Object point labels
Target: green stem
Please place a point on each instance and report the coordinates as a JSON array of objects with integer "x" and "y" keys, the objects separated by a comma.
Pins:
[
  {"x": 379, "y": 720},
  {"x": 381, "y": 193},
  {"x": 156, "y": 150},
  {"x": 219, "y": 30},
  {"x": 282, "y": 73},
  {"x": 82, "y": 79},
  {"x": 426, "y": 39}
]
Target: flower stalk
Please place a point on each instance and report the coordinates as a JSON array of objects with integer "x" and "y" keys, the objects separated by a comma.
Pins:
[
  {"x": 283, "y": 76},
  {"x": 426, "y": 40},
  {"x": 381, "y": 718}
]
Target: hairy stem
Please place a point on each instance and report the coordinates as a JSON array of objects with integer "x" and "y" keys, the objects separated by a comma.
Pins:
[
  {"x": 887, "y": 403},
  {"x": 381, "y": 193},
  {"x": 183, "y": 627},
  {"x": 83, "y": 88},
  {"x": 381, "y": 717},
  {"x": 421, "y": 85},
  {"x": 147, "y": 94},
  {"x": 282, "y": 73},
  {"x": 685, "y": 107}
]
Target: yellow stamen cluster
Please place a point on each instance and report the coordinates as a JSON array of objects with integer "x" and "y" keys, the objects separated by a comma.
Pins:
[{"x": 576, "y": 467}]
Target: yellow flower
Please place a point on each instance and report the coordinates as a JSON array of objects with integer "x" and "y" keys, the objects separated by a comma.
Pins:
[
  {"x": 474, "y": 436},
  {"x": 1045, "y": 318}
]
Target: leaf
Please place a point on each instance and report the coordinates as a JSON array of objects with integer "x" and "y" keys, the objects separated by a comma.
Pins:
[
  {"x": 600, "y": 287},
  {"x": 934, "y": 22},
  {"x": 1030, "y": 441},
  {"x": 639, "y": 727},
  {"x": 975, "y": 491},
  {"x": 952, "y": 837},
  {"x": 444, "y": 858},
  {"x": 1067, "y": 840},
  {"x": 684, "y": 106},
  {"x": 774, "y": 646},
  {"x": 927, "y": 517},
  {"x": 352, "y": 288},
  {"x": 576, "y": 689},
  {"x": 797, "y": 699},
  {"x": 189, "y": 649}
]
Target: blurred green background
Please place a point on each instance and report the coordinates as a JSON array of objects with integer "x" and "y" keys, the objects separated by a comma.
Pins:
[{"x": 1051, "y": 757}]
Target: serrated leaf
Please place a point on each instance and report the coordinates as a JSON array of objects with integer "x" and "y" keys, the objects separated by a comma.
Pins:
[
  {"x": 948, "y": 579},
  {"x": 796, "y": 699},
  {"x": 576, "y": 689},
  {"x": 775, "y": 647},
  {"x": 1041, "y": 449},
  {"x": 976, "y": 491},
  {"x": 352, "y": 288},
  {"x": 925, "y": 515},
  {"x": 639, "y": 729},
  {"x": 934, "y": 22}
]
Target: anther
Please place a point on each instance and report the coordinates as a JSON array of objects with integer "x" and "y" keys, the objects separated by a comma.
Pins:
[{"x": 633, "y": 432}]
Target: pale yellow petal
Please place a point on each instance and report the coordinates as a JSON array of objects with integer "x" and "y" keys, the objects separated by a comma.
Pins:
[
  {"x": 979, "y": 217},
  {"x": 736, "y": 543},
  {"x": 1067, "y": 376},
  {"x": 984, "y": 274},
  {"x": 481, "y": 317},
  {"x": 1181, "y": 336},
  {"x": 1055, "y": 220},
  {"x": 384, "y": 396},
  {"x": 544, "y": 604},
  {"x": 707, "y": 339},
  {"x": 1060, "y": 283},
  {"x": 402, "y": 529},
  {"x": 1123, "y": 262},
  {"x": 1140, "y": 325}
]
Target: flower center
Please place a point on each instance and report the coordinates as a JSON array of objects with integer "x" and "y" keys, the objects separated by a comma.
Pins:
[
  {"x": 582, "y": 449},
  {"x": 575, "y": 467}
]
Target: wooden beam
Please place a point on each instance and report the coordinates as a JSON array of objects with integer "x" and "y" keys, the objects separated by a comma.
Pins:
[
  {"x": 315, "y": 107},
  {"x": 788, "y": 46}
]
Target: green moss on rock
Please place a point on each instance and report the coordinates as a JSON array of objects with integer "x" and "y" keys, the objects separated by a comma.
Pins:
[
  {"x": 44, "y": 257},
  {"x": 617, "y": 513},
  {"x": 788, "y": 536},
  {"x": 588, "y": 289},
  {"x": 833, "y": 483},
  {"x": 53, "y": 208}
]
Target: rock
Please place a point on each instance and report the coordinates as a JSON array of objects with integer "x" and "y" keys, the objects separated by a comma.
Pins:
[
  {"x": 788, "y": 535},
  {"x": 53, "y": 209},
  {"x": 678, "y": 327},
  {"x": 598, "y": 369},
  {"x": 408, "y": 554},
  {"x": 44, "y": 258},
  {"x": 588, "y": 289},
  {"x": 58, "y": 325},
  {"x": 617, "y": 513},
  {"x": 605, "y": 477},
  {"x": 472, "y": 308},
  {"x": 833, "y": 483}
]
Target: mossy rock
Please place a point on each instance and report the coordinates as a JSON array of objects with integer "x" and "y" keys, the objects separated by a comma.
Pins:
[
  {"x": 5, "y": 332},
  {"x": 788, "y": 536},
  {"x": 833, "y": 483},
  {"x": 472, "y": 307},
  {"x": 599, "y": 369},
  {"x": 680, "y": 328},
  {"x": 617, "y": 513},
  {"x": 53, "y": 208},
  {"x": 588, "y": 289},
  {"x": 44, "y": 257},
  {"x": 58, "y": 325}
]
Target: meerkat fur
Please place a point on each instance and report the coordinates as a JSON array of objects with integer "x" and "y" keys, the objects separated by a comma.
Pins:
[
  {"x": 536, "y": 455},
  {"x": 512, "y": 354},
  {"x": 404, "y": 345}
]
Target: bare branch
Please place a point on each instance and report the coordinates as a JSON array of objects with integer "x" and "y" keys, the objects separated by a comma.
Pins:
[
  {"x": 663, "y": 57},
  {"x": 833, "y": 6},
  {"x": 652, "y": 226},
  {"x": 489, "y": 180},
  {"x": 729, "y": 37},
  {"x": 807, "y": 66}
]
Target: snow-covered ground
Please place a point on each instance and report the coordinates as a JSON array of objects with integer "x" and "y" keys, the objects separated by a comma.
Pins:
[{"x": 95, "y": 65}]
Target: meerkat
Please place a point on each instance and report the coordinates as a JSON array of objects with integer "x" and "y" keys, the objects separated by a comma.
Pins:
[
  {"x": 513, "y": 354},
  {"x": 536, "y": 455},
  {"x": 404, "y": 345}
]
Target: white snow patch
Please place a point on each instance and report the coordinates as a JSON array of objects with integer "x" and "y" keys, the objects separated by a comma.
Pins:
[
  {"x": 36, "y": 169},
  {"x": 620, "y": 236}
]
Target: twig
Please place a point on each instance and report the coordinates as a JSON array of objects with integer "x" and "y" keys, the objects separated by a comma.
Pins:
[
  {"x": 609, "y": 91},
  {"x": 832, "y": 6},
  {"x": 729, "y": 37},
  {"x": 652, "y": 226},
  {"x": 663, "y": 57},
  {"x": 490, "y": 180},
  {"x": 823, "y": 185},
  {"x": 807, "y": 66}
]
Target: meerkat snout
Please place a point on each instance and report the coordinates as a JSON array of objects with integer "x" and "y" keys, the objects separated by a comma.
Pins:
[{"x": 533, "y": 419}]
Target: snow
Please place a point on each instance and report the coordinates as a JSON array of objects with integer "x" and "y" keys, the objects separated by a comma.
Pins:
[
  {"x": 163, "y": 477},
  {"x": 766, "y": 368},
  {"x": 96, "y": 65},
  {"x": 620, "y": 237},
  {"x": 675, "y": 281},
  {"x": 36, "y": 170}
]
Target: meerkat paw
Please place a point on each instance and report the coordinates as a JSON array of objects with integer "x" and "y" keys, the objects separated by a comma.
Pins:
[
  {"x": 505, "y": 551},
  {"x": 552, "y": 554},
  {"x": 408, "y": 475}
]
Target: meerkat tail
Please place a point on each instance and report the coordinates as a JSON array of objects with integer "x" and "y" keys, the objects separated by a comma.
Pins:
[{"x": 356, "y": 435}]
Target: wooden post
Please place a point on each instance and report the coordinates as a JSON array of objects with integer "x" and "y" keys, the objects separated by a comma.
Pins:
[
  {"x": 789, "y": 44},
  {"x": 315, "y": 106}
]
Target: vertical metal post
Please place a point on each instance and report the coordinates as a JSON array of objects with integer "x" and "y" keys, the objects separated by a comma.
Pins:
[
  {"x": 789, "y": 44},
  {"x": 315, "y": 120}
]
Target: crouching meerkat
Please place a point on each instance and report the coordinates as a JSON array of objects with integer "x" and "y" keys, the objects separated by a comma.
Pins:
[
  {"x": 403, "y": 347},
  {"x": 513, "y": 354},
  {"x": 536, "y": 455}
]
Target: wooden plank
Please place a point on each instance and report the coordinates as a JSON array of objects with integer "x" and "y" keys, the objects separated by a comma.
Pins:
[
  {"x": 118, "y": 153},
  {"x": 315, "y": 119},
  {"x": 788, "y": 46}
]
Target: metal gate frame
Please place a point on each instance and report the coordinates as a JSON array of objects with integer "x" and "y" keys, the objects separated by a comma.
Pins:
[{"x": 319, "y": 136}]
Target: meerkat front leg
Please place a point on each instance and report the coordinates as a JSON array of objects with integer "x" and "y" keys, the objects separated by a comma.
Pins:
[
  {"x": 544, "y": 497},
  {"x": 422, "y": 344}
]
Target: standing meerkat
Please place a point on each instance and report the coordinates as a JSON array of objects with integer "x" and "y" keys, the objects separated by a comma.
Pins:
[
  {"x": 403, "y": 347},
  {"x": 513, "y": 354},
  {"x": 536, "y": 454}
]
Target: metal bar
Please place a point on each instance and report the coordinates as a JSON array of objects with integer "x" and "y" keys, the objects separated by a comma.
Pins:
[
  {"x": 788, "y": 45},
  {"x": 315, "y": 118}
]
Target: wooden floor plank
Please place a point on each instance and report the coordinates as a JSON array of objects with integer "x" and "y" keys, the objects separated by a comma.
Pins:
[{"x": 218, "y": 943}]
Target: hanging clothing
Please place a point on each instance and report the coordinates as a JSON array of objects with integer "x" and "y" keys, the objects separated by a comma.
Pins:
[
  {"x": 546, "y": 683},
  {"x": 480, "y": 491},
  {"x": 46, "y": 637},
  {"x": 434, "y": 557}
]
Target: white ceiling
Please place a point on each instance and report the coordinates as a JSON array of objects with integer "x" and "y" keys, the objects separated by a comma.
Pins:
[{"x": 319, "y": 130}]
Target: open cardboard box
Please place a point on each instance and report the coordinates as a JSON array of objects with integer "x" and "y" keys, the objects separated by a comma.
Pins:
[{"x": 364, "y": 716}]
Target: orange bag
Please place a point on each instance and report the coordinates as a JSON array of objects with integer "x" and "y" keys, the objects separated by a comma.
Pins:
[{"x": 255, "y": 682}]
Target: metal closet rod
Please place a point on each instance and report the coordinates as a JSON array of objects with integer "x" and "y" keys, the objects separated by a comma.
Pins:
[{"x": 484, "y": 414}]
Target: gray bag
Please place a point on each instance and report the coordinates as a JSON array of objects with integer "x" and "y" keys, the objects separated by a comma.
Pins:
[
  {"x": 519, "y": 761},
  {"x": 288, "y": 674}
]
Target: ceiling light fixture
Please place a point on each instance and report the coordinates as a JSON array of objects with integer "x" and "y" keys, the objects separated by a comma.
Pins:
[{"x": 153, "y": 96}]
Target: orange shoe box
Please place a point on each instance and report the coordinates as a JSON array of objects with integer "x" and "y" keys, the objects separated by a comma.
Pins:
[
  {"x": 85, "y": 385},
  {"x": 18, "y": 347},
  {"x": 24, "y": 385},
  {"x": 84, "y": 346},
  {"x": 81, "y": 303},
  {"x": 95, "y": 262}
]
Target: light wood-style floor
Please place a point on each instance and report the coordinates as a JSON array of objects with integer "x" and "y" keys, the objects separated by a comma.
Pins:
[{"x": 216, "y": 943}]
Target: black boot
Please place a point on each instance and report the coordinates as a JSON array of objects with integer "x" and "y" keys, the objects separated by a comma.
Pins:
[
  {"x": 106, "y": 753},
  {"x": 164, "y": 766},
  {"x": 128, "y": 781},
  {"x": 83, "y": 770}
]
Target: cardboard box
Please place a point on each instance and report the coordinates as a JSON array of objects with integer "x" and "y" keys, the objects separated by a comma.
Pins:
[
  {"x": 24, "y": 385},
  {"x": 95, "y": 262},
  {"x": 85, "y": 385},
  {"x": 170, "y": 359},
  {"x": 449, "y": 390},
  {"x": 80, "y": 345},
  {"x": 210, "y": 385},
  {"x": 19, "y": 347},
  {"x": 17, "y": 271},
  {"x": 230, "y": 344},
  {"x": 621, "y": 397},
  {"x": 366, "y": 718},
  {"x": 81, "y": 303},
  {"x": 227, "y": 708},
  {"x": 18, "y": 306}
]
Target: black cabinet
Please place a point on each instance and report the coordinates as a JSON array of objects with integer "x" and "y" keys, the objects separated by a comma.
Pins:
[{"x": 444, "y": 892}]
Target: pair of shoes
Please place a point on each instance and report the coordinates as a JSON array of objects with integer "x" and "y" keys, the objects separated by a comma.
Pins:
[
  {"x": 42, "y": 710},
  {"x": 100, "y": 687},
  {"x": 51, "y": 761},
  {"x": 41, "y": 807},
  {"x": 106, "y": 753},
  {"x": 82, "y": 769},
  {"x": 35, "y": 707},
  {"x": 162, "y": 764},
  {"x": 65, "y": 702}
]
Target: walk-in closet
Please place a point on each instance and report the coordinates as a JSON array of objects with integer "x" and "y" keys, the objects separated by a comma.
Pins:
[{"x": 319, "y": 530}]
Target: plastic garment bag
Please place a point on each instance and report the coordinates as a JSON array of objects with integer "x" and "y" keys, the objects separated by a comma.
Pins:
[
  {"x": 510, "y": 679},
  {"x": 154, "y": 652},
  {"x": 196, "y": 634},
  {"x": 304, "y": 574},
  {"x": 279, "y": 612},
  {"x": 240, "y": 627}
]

● Task goal: Output only the lines from the one holding "Target: light wood-style floor" through the last line above, exactly as they appear.

● Solution to this exercise:
Target: light wood-style floor
Please place a point on each instance and report the coordinates as a JSON array of objects with integer "x" and "y" keys, the objects separated by a comma.
Pins:
[{"x": 216, "y": 943}]
Target: black boot
Please place a point on each instance and report the coordinates as a JSON array of objects with integer "x" and "y" keys, the objects separated by a comma.
Pins:
[
  {"x": 106, "y": 753},
  {"x": 164, "y": 766},
  {"x": 128, "y": 781},
  {"x": 83, "y": 770}
]
Target: cardboard box
Please place a point on each instance and report the coordinates as a JSON array of objects with integer "x" and "y" keys, the objects separated by a comma.
Pins:
[
  {"x": 24, "y": 385},
  {"x": 95, "y": 262},
  {"x": 85, "y": 385},
  {"x": 170, "y": 359},
  {"x": 449, "y": 390},
  {"x": 80, "y": 345},
  {"x": 210, "y": 385},
  {"x": 19, "y": 347},
  {"x": 17, "y": 271},
  {"x": 230, "y": 344},
  {"x": 621, "y": 397},
  {"x": 366, "y": 718},
  {"x": 81, "y": 303},
  {"x": 227, "y": 708},
  {"x": 18, "y": 306}
]
Target: black cabinet
Please place a point on each instance and report the coordinates as a JSON array of objects with integer "x" and "y" keys, the objects separated by a comma.
Pins:
[{"x": 444, "y": 892}]
Target: pair of shoes
Please place a point on each instance and report the coordinates as a JSON array of objects with integer "x" and "y" keys, the objects separated by a comma.
Pins:
[
  {"x": 42, "y": 710},
  {"x": 100, "y": 687},
  {"x": 51, "y": 761},
  {"x": 41, "y": 807},
  {"x": 106, "y": 753},
  {"x": 82, "y": 769},
  {"x": 35, "y": 707},
  {"x": 162, "y": 764},
  {"x": 65, "y": 702}
]
Target: walk-in closet
Please place a point on each instance and report the coordinates as a JSON array of objects with integer "x" and "y" keys, the objects separated by a comma.
Pins:
[{"x": 319, "y": 530}]
Target: plastic garment bag
Please place a point on each instance and report the coordinates as a JSON array of objects with integer "x" and "y" keys, the objects separated by a comma.
Pins:
[
  {"x": 510, "y": 679},
  {"x": 154, "y": 652},
  {"x": 196, "y": 634},
  {"x": 304, "y": 574},
  {"x": 279, "y": 612},
  {"x": 240, "y": 627}
]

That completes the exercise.